▸ Extract
# Alienware Cabinet



## ╬Switch╬ (Aug 10, 2007)

Does anyone know where I can get an alienware (or a similar) type of cool cabinet? I am buliding my new PC. Thankx.


----------



## dOm1naTOr (Aug 10, 2007)

U can try coolermaster cabs, but they are costly. The ammo 533 is a gud one and is around 5k.But its not like alienware in looks.
Or there are some cabbys like antibiotic and peace from zebronics for 2~2.5k

For 5k, u can get the Antec Super Lanboy. Its a very gud one but dun have a PSU bundled.

Or if u want cheap alienware lookin(somewhat) stuffs then tech-com is here
*www.techcomindia.com/itemdetail.asp?Cat=CABINET&CatID=48&prodid=574&ProdName=9108
*www.techcomindia.com/itemdetail.asp?Cat=CABINET&CatID=48&prodid=420&ProdName=9106
*www.techcomindia.com/itemdetail.asp?Cat=CABINET&CatID=48&prodid=422&ProdName=9107
these cabs are 1.7k


----------



## xbonez (Aug 10, 2007)

^^the above cabbies are nice but not even .0000000000001% of alienware

*image.alienware.com/images/product_detail_page_images/Aurora_ALX/creative_front_big.jpg


----------



## dOm1naTOr (Aug 10, 2007)

@xbonez
yeah i know. We can't get alienware cabbies alone unless we purchase their whole system. And its nice that some cheap brands have similar lookin cabs(but quality is certainly much pathetic) it and is for very low prices.

NOT everybody can afford Alienware or Falcon


----------



## ╬Switch╬ (Aug 11, 2007)

xbonez said:
			
		

> ^^the above cabbies are nice but not even .0000000000001% of alienware
> 
> *image.alienware.com/images/product_detail_page_images/Aurora_ALX/creative_front_big.jpg


I totally agree.
So theres no way I can get an alienware cab?
Also I would like to know if alienware delever in India?


----------



## napster007 (Aug 11, 2007)

does anyone in india own an alienware?


----------



## cynosure (Aug 11, 2007)

Harvik has Alienware written on his signature. Ask him if he can give you his cabinet


----------



## Sukhdeep Singh (Aug 12, 2007)

No offence but those cabinets at Techcom suck  Checkout UMAX gaming cabinets....they are really nice. The price is around 2100-2400 with 450W SMPS


----------



## xbonez (Aug 12, 2007)

@switch : no alienware defenitely doesn't deliver in india. but if u have the money (and i mean lots of it), you can get it delivered at a friends/relatives house at some other country and get it fed-ex-ed from there. i tols u u'll need lots of money

@napster007 - no i don't think anybody in india owns an alienware. first of all, its tioo damn expensive. then, there's no delivery in india. also, i u do mnge to get one, u'll get no tech support. so there


----------



## a_k_s_h_a_y (Aug 12, 2007)

well if u like i got an idea.......not an alienware but certainly good looking one

get 2 cabinets ZEB BIJLI and ZEB PEACE !! without SMPS For 3k !!

Use the BIJLI cabinet but with the PEACE side cover !! sell the other cabinet for 1k !! have fun !!

▸ Stated exercise a
Quote the stretch of the Alienware cabinet thread from "## Sukhdeep Singh" through "xbonez (Aug 12, 2007)".

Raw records
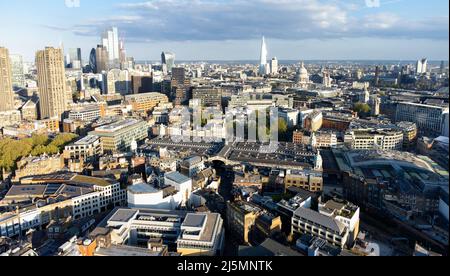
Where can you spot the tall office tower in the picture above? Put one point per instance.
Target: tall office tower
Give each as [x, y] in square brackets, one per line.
[375, 104]
[142, 84]
[377, 75]
[75, 60]
[118, 82]
[179, 86]
[93, 60]
[263, 64]
[178, 76]
[274, 66]
[101, 59]
[122, 52]
[421, 67]
[208, 96]
[110, 40]
[18, 76]
[53, 96]
[168, 61]
[429, 119]
[326, 79]
[6, 91]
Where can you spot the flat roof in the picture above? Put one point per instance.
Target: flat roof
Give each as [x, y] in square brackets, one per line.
[123, 215]
[177, 177]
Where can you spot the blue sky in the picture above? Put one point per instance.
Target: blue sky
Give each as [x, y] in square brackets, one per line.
[232, 29]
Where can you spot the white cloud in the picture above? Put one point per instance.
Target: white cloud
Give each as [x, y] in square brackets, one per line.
[181, 20]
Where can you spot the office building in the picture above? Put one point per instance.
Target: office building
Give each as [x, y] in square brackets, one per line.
[429, 119]
[290, 116]
[142, 195]
[120, 135]
[409, 134]
[78, 197]
[83, 149]
[32, 166]
[421, 67]
[307, 180]
[110, 40]
[93, 60]
[376, 139]
[192, 166]
[6, 85]
[18, 76]
[101, 59]
[146, 102]
[274, 66]
[336, 223]
[208, 96]
[168, 61]
[142, 84]
[188, 234]
[53, 92]
[75, 58]
[182, 184]
[263, 65]
[85, 113]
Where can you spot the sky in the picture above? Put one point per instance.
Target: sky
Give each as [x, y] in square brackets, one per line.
[232, 29]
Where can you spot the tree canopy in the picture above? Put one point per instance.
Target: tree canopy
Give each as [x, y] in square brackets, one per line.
[12, 150]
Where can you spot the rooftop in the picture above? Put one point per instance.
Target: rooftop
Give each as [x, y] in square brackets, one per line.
[177, 177]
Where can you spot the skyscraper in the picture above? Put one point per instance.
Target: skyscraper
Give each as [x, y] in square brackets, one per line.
[93, 60]
[110, 40]
[168, 61]
[274, 66]
[263, 64]
[442, 67]
[53, 96]
[18, 77]
[101, 58]
[6, 91]
[75, 60]
[421, 67]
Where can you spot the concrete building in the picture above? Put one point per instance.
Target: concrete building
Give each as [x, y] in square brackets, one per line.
[308, 180]
[118, 81]
[336, 223]
[6, 85]
[87, 147]
[409, 134]
[120, 135]
[78, 197]
[18, 76]
[32, 166]
[142, 84]
[290, 116]
[208, 96]
[382, 139]
[146, 102]
[241, 218]
[53, 93]
[185, 233]
[85, 113]
[181, 183]
[142, 195]
[314, 121]
[429, 119]
[192, 166]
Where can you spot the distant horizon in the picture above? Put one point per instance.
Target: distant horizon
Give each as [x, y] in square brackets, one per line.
[232, 30]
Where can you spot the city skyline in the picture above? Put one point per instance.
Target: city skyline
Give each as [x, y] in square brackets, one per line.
[310, 29]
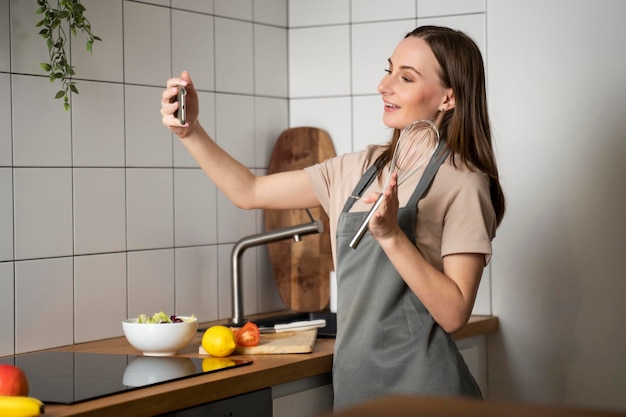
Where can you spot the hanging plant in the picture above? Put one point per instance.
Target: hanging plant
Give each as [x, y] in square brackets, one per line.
[53, 31]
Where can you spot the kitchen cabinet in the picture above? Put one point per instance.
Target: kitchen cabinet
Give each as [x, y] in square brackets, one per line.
[309, 397]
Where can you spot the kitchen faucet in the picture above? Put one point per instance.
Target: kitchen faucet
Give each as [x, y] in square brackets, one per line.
[295, 232]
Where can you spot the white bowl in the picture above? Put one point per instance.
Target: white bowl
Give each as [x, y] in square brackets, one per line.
[159, 339]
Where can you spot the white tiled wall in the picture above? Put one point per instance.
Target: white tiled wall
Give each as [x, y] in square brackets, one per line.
[103, 215]
[101, 209]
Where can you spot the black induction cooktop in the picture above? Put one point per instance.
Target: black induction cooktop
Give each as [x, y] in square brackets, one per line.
[72, 377]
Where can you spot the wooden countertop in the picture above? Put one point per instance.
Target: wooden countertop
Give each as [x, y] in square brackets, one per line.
[266, 371]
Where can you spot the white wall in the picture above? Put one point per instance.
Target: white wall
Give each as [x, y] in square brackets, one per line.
[102, 214]
[557, 93]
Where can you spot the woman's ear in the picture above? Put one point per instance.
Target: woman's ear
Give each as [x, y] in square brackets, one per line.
[448, 102]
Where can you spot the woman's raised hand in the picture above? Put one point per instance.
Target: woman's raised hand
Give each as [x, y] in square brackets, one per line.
[169, 105]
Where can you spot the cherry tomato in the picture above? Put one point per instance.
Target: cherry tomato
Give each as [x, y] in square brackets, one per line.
[249, 335]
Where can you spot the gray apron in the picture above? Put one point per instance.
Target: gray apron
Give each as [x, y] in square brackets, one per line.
[387, 342]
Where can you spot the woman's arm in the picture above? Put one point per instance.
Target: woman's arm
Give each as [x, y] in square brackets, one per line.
[287, 190]
[449, 295]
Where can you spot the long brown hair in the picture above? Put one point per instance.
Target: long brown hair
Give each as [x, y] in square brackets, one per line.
[465, 128]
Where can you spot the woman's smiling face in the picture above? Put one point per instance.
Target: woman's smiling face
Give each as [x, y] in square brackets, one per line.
[411, 89]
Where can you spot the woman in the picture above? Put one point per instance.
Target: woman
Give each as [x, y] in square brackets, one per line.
[413, 278]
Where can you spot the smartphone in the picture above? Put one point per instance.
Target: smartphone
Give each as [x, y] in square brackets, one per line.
[181, 113]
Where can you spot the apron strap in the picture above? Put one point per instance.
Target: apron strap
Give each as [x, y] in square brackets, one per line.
[425, 181]
[361, 186]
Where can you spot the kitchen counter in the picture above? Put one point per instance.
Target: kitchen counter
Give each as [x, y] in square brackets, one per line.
[265, 372]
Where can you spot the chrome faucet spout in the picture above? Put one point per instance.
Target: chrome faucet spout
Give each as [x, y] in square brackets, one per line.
[295, 232]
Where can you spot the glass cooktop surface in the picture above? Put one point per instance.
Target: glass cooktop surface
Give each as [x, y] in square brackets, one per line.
[72, 377]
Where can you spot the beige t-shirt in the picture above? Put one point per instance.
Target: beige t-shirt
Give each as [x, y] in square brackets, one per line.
[454, 216]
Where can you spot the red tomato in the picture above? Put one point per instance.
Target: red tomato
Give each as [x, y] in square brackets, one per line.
[249, 335]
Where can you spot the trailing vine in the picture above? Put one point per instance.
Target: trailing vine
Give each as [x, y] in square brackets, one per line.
[53, 31]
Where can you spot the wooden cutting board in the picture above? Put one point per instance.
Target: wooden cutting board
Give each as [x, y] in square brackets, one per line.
[301, 269]
[277, 343]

▸ Stated exercise b
Please find every line in the entries that contains the string "cloud" and copy each one.

▸ Response a
## Sukhdeep Singh (Aug 12, 2007)

No offence but those cabinets at Techcom suck  Checkout UMAX gaming cabinets....they are really nice. The price is around 2100-2400 with 450W SMPS


----------



## xbonez (Aug 12, 2007)

▸ Response b
Where can you spot the white cloud in the picture above? Put one point per instance.
Target: white cloud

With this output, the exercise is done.